Provided data »
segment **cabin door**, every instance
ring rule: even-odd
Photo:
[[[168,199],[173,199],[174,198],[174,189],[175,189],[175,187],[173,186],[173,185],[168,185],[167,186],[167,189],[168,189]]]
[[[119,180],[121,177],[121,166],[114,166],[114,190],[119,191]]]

Requirement »
An exact written copy of every entry is the required answer.

Answer to this problem »
segment **cabin door**, every instance
ring rule: even-odd
Photo:
[[[168,199],[173,199],[174,198],[174,189],[175,189],[175,187],[173,186],[173,185],[168,185],[167,186],[167,189],[168,189]]]
[[[119,180],[121,177],[121,166],[114,166],[114,190],[119,191]]]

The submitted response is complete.